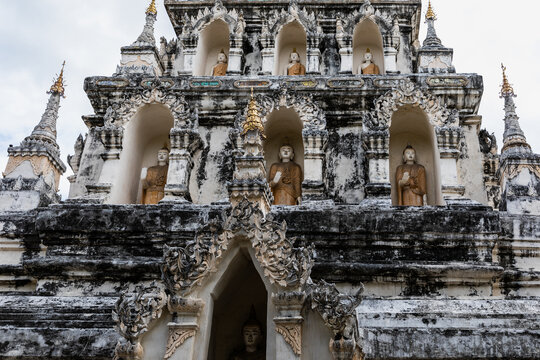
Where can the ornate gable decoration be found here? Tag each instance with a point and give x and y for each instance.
(121, 111)
(289, 267)
(134, 313)
(408, 94)
(278, 19)
(366, 11)
(337, 309)
(207, 16)
(312, 116)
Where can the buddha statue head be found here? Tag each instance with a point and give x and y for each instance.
(222, 57)
(294, 57)
(286, 153)
(252, 333)
(368, 56)
(163, 156)
(409, 155)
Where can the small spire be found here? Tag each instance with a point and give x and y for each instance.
(152, 8)
(253, 121)
(58, 86)
(432, 40)
(430, 14)
(506, 88)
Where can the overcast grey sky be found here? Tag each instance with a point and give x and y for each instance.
(37, 35)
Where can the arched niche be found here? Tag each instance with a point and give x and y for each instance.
(367, 35)
(283, 125)
(410, 125)
(144, 135)
(212, 38)
(291, 36)
(239, 289)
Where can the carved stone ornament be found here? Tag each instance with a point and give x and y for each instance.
(206, 16)
(177, 336)
(514, 170)
(408, 94)
(133, 314)
(277, 19)
(292, 334)
(365, 12)
(337, 309)
(282, 263)
(123, 110)
(185, 267)
(312, 116)
(285, 265)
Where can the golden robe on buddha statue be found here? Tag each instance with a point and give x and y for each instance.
(220, 69)
(368, 67)
(295, 67)
(156, 179)
(286, 179)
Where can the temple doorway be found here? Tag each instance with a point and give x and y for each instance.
(410, 126)
(240, 296)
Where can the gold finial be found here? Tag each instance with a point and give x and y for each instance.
(430, 14)
(58, 86)
(152, 8)
(506, 88)
(253, 121)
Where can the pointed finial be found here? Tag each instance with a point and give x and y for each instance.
(430, 14)
(58, 86)
(253, 121)
(152, 8)
(506, 88)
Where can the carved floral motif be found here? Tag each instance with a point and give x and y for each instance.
(277, 19)
(185, 267)
(283, 264)
(292, 334)
(408, 94)
(337, 309)
(308, 110)
(177, 336)
(122, 110)
(133, 314)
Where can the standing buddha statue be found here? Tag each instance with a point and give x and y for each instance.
(220, 69)
(295, 66)
(286, 178)
(368, 67)
(410, 180)
(156, 178)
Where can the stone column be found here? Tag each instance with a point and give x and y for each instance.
(315, 142)
(183, 328)
(377, 149)
(448, 140)
(184, 143)
(235, 55)
(288, 321)
(112, 137)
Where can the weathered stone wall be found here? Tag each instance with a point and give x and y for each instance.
(416, 265)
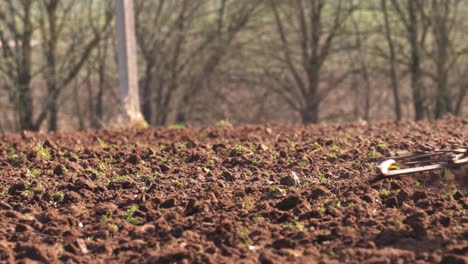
───
* **Required action**
With the pictures left out, output all the entries exactly.

* **Answer space**
Where can the ornate gable decoration be found here? Tag each instance with a point and give x and y for each instance.
(121, 111)
(289, 267)
(134, 313)
(408, 94)
(278, 19)
(366, 11)
(337, 309)
(207, 16)
(312, 116)
Where can the buddha statue head be found here? Tag each instance with a point and give x and y for each instance.
(222, 57)
(294, 57)
(286, 153)
(252, 333)
(368, 56)
(163, 156)
(409, 155)
Where can the small spire be found here? Tag each instance with a point and give x and y for each instance.
(152, 8)
(253, 121)
(58, 86)
(432, 40)
(430, 14)
(506, 88)
Where can the overcast grey sky be found here? Tag each instance with a point and give x and y for each instance.
(37, 35)
Where can the arched niche be found here? Tag each instance with a point and give x and y for each instance.
(367, 35)
(283, 125)
(410, 125)
(144, 135)
(212, 38)
(291, 36)
(239, 289)
Where can the carved stone ornament be found here? Tag each instance with a point and give x and y for each instance.
(206, 16)
(177, 336)
(514, 170)
(408, 94)
(133, 314)
(277, 19)
(292, 334)
(365, 12)
(337, 309)
(282, 263)
(123, 110)
(185, 267)
(312, 116)
(285, 265)
Where can the golden robe on buddha statue be found here? Tag each instance with a point and give x and y for each instance.
(220, 69)
(368, 67)
(295, 67)
(156, 179)
(286, 179)
Where can the temple doorway be found here? Tag each instance with a point and give x and y for each instance.
(410, 126)
(240, 296)
Where can the gold finial be found here? Tag each instance with a point and give x and y for each instance.
(430, 14)
(58, 86)
(152, 8)
(506, 88)
(253, 121)
Where can the pointed finial be found here? Tag each instance with a point and give x and y for each instance.
(430, 14)
(58, 86)
(253, 121)
(152, 8)
(506, 88)
Where can the carved floral motif be found here? Tag each instance with a point and give x and y for each instance.
(277, 19)
(185, 267)
(283, 264)
(292, 334)
(408, 94)
(337, 309)
(308, 110)
(177, 336)
(122, 110)
(133, 314)
Where can the standing buddha statue be found here? Tag each instance with a point and give x and y for each instance.
(220, 69)
(295, 66)
(286, 178)
(368, 67)
(410, 180)
(156, 178)
Where can the stone column be found here? Tag each instance with a point and give x and y for each instance.
(315, 142)
(183, 328)
(377, 149)
(448, 140)
(184, 143)
(235, 55)
(288, 321)
(112, 137)
Where can the weathered stone wall be found here? Tag each instance with a point and give x and y for each instance.
(416, 265)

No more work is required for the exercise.